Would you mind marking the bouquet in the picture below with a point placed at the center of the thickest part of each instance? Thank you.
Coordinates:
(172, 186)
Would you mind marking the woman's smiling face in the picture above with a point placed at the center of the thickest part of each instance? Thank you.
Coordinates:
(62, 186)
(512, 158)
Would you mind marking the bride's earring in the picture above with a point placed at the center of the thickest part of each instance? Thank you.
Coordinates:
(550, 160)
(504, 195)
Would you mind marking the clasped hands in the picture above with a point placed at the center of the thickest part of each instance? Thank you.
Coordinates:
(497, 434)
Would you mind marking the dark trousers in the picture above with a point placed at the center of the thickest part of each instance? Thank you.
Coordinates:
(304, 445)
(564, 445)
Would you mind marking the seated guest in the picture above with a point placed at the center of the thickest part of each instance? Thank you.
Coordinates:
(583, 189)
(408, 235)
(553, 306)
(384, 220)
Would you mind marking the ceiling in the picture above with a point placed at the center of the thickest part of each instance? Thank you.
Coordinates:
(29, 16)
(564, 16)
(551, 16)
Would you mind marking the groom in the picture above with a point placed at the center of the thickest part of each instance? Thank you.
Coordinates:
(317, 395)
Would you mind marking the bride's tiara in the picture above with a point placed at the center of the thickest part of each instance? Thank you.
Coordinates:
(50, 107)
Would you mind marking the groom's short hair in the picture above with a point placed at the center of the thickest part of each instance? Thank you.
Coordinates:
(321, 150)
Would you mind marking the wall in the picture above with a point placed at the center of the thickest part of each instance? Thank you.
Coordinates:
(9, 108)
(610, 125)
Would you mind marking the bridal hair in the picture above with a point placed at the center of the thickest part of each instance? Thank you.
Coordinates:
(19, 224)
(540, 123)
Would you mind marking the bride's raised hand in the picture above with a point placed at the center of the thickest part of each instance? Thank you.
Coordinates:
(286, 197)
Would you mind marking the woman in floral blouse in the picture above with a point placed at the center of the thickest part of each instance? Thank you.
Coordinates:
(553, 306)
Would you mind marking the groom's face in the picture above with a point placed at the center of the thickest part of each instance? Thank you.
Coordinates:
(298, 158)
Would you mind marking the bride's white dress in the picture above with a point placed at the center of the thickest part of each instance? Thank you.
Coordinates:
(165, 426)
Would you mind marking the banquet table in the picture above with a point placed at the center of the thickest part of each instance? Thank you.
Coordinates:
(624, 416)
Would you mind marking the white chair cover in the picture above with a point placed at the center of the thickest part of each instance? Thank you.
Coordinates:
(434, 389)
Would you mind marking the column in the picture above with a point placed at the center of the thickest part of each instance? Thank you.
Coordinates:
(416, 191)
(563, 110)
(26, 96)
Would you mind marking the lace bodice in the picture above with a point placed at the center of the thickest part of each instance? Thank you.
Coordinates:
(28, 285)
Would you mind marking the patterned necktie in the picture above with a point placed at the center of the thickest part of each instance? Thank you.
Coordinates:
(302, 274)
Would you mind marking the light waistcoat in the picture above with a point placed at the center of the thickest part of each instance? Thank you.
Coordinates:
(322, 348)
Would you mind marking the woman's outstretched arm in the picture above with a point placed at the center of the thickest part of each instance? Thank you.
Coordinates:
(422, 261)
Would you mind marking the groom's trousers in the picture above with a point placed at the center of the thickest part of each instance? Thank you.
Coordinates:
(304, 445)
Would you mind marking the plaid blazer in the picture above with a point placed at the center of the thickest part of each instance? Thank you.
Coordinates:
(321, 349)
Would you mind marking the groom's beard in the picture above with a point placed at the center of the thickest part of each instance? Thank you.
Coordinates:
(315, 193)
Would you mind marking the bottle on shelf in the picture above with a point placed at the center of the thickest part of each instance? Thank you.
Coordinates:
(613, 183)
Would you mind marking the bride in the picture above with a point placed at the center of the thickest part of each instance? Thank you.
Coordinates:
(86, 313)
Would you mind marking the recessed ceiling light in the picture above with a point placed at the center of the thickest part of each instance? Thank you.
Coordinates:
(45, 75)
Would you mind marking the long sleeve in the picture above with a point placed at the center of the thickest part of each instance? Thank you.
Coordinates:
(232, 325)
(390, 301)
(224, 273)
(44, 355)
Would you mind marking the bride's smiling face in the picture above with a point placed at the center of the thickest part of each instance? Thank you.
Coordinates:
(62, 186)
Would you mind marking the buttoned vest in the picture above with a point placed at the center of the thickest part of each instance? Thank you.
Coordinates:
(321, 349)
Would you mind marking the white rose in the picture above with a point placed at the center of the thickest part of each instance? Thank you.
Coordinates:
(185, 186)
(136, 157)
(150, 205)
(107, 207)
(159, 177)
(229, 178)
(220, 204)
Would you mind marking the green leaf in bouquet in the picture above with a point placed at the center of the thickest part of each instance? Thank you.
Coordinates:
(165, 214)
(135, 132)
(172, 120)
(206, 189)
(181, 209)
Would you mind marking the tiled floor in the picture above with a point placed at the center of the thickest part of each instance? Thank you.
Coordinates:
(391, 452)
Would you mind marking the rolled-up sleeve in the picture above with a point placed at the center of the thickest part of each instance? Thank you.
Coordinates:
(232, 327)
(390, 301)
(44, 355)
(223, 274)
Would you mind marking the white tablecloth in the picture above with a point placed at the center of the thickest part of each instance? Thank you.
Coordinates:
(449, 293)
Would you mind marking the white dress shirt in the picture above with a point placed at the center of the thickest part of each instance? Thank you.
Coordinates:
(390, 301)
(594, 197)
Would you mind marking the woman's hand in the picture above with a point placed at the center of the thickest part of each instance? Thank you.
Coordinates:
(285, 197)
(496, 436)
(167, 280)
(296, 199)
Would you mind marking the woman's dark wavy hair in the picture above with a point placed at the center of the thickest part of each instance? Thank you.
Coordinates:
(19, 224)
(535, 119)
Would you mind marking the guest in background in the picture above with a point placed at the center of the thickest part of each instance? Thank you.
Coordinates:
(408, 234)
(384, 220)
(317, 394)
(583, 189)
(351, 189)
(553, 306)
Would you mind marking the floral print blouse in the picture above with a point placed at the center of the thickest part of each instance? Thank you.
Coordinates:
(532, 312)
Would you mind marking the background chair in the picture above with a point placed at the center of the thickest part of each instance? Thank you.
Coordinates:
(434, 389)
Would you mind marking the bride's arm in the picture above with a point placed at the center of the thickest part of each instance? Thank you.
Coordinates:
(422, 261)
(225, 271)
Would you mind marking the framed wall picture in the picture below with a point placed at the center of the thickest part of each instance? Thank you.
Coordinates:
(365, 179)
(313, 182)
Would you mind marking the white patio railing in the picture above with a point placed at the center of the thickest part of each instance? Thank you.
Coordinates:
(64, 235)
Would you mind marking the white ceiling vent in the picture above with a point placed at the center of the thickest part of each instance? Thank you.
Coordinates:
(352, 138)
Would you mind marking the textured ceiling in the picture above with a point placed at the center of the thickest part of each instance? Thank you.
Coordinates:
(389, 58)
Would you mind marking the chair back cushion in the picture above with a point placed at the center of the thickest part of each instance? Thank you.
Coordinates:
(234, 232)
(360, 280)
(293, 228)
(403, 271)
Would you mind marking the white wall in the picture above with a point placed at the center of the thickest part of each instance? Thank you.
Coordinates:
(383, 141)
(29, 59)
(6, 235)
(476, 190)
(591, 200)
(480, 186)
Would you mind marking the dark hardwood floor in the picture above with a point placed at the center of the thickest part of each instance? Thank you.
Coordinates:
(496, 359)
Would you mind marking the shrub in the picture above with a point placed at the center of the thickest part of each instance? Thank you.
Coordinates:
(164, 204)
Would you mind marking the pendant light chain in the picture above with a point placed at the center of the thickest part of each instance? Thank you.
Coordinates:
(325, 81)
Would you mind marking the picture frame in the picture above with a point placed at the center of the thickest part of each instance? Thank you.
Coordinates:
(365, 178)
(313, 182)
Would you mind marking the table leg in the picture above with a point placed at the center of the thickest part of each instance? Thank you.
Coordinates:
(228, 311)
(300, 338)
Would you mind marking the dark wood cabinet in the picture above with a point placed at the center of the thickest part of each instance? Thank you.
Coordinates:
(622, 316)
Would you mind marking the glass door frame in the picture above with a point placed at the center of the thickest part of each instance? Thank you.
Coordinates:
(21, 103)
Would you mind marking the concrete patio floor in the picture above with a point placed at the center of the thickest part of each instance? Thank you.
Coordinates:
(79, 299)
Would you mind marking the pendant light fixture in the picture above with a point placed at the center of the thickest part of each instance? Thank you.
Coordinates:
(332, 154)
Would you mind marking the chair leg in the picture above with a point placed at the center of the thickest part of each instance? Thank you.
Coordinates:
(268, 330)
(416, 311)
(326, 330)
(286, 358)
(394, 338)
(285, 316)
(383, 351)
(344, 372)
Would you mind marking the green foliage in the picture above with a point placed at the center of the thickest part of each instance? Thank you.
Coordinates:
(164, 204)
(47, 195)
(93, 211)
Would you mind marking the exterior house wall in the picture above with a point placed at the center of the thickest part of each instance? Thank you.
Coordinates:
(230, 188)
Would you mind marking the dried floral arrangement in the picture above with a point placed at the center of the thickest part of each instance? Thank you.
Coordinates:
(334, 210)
####
EXERCISE AIM » Each line from the one containing "Would you mind marking the pendant light fixture" through the end of the entries, both included, is to be returned exactly, with no other lines.

SOLUTION FOR THIS PROBLEM »
Would you mind marking the pendant light fixture in the picture above with a point placed at the center of the thickest part of each instance? Thank you.
Coordinates:
(332, 154)
Would you mind marking the chair leg in the picture above with a point placed at the center of the thickest part of each instance? Thank you.
Coordinates:
(268, 330)
(416, 311)
(326, 330)
(286, 358)
(394, 338)
(285, 316)
(383, 351)
(344, 372)
Would you mind marking the green foliage in the picture above with a point placed at the center of the thickest part of each instance? Thank you.
Coordinates:
(164, 204)
(47, 195)
(93, 211)
Would you mind marking the exterior house wall in the picture above with a point placed at the center of the thickest part of each instance? Thank you.
Coordinates:
(230, 188)
Would you mind marking the dried floral arrangement in the picture above with a point placed at the center of the thickest part of each instance? Thank you.
Coordinates:
(334, 210)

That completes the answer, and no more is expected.